» **REQUIREMENT**
Starting with the line that contains "of the lamp", copy every line through the end of the data below, exactly and with nothing added.

» **TASK DATA**
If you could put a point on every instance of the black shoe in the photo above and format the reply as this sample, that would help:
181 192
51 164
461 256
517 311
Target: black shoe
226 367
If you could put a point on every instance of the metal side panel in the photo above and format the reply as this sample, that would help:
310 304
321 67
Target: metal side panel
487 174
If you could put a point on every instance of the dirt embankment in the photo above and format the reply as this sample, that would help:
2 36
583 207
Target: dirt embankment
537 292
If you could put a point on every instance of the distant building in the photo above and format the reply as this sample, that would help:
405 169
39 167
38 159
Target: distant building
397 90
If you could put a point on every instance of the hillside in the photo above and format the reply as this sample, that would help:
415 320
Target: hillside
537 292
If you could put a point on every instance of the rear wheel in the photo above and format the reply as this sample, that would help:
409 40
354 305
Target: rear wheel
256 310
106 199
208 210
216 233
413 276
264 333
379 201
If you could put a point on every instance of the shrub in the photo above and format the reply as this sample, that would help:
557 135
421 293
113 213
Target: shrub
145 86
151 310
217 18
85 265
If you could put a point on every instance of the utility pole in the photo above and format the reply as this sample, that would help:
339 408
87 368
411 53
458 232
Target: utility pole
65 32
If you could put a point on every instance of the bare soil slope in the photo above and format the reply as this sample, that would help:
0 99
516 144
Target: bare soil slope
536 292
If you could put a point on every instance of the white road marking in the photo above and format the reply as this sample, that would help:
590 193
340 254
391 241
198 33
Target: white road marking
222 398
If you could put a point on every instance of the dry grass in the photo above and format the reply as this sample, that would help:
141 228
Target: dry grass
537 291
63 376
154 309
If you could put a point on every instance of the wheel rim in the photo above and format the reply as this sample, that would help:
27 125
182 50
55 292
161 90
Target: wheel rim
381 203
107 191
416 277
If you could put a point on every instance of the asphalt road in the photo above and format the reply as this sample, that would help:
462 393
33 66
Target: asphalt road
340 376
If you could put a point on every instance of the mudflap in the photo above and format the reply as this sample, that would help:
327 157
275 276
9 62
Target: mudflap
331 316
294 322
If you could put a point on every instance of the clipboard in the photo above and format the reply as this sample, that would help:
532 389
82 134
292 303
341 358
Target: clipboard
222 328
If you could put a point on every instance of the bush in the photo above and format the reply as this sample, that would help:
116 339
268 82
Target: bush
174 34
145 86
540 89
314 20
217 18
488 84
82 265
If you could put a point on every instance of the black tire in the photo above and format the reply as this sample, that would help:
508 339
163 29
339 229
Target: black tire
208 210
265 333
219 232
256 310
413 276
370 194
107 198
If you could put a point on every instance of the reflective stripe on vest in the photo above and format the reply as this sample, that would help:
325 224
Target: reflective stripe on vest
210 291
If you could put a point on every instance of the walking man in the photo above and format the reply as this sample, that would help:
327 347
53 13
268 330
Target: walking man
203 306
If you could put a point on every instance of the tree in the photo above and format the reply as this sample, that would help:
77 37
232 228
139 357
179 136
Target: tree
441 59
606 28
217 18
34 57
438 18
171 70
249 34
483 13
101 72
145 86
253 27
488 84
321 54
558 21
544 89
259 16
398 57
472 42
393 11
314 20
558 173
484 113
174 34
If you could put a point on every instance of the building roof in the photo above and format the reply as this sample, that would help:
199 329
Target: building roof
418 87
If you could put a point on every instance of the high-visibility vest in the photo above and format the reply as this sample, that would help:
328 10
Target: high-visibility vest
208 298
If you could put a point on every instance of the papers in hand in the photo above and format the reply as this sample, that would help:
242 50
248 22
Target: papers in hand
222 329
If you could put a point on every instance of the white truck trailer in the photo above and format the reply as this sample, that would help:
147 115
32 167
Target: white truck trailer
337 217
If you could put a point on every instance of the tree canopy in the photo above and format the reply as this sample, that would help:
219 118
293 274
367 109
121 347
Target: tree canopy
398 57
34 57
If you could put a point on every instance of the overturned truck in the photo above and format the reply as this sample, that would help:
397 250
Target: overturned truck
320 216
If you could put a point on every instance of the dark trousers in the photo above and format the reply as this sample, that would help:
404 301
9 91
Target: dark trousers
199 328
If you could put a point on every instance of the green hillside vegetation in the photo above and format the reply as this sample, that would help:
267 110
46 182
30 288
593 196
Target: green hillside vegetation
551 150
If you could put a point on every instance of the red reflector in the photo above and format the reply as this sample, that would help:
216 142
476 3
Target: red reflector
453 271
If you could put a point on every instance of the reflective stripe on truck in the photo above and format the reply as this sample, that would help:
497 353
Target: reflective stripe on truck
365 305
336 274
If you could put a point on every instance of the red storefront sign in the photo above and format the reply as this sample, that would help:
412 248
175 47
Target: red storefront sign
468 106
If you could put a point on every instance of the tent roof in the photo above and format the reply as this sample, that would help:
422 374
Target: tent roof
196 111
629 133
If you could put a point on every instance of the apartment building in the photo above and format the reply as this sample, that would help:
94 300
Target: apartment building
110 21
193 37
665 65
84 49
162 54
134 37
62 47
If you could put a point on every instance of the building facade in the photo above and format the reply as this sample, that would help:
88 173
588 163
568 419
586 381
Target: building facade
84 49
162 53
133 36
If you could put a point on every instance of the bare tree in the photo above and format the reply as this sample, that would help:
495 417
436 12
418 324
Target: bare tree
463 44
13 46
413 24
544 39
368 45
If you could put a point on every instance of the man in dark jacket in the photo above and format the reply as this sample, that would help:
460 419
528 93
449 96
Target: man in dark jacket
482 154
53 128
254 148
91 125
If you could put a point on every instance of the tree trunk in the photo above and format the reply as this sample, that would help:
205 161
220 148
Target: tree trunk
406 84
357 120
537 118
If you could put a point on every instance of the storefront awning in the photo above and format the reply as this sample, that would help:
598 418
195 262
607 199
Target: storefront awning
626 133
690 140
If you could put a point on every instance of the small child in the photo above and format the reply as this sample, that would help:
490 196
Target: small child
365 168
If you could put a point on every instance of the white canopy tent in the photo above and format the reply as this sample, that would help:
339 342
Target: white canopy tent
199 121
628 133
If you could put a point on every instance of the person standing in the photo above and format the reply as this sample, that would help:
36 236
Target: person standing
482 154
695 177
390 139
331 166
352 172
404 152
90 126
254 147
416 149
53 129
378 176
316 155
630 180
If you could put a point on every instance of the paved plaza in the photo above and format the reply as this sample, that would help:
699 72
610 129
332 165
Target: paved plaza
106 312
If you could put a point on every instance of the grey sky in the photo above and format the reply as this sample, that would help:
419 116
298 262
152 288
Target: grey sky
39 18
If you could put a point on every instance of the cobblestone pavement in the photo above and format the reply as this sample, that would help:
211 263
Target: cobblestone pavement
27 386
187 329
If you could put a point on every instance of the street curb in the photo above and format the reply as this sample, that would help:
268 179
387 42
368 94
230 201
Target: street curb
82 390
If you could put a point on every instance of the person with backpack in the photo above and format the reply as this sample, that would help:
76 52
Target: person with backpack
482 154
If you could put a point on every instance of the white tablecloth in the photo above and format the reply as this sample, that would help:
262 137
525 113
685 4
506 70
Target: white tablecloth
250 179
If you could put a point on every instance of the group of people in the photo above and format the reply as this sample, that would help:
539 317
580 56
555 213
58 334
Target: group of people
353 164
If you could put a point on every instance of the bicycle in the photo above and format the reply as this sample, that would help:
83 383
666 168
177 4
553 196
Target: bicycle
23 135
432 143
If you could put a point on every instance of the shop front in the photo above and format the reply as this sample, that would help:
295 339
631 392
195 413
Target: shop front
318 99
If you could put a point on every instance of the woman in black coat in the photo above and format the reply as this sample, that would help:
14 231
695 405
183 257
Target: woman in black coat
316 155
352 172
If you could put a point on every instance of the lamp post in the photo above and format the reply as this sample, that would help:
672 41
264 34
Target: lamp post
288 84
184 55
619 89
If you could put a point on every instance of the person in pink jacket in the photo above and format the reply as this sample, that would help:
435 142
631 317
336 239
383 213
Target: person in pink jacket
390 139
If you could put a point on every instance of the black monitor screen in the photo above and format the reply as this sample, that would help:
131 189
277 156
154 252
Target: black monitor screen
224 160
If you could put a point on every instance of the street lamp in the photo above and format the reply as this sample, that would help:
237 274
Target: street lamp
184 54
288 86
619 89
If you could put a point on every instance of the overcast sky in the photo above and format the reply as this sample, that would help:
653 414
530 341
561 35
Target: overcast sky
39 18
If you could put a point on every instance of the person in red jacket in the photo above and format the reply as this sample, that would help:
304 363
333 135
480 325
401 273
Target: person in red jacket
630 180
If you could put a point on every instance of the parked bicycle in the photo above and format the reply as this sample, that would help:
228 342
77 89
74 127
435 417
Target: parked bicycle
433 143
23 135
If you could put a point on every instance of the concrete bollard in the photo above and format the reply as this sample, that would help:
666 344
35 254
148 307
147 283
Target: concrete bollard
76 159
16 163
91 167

» **SOLUTION**
If you could put a point on every instance of the lamp post in the photo above and format the reply as this sample, that would help:
672 41
264 34
Target: lamp post
288 84
184 55
619 89
If you could put a point on every instance of the person in pink jacket in the photo above and format the reply as this sample, that would help:
435 142
631 317
336 239
383 213
Target: person in pink jacket
390 139
If you could put a point on every instance of the black monitor screen in the photo above and format the reply as this sample, that would help:
131 189
277 156
154 252
Target: black monitor screen
224 160
If you could put a point on every instance of the street lamp in the photo above and format the reply as this sample, that would help:
237 274
Target: street lamp
184 54
288 86
619 89
If you could put a point on every instance of the overcast sky in the photo above and format the reply as this sample, that would help:
653 414
530 341
561 35
Target: overcast sky
39 18
If you could put a point on every instance of the person in red jacket in the photo above and format the reply as this sample, that would help:
304 363
333 135
480 325
401 273
Target: person in red jacket
630 180
If you could put a point on every instance of the parked bicycle in the photo above and format the reply as this sample, that would help:
228 342
77 89
74 127
435 417
Target: parked bicycle
433 143
23 135
If you could put a point on every instance of the concrete bollard in the photo above and format the reply as this sample, that would help:
666 344
35 254
148 307
147 283
Target: concrete bollard
76 159
16 163
91 167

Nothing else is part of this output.